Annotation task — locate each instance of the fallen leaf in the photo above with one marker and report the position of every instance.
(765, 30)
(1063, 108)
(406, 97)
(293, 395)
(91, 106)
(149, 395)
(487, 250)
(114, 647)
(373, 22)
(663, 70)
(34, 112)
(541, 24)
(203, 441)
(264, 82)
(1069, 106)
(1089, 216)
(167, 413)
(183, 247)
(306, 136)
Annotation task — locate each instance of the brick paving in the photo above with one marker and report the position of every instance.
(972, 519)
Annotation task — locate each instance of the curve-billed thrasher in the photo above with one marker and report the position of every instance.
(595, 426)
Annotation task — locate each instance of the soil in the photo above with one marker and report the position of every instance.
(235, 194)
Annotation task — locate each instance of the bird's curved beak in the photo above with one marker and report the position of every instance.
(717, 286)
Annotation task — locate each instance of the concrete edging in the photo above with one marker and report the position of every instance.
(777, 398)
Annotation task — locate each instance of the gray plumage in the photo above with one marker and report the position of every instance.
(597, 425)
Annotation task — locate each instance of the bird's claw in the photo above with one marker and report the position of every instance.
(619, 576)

○ ○ ○ ○ ○

## TASK OBJECTIVE
Rewrite all of the data above with "Annotation task" replaced by "Labeling task" wherever it occurs, leaving everything else unchanged.

## FULL SOLUTION
Labeling task — locate each instance of the fallen leaf in the photo above with one marker and report the position of every instance.
(765, 30)
(1063, 108)
(406, 97)
(293, 395)
(91, 106)
(149, 395)
(487, 250)
(114, 647)
(373, 22)
(663, 70)
(34, 112)
(541, 24)
(203, 441)
(264, 82)
(1069, 106)
(1089, 216)
(167, 413)
(183, 247)
(306, 136)
Labeling task — locate each instance of the brick paving in the photo above with one marker and report the position of every instance.
(972, 519)
Labeling task — locate each instance of the curve-billed thrasher in the photo above with one marker and report the position of every instance.
(595, 426)
Labeling task — locate each instance of the soil in the photo above with one marker and report the position of every instance.
(235, 194)
Labeling task — locate each instance of the bird's curved beak in the photo above with one marker and report the position of every instance.
(717, 286)
Labeling task — locate each instance of the concrete edging in the photo above with one marker and report the position of every instance.
(777, 398)
Labeling task — locate each instance of the gray plumage in the photo above with one marker and report the position of every instance.
(597, 425)
Labeling task — locate each instance of the bird's claw in the photo above with one marker and report the position of every instance.
(619, 576)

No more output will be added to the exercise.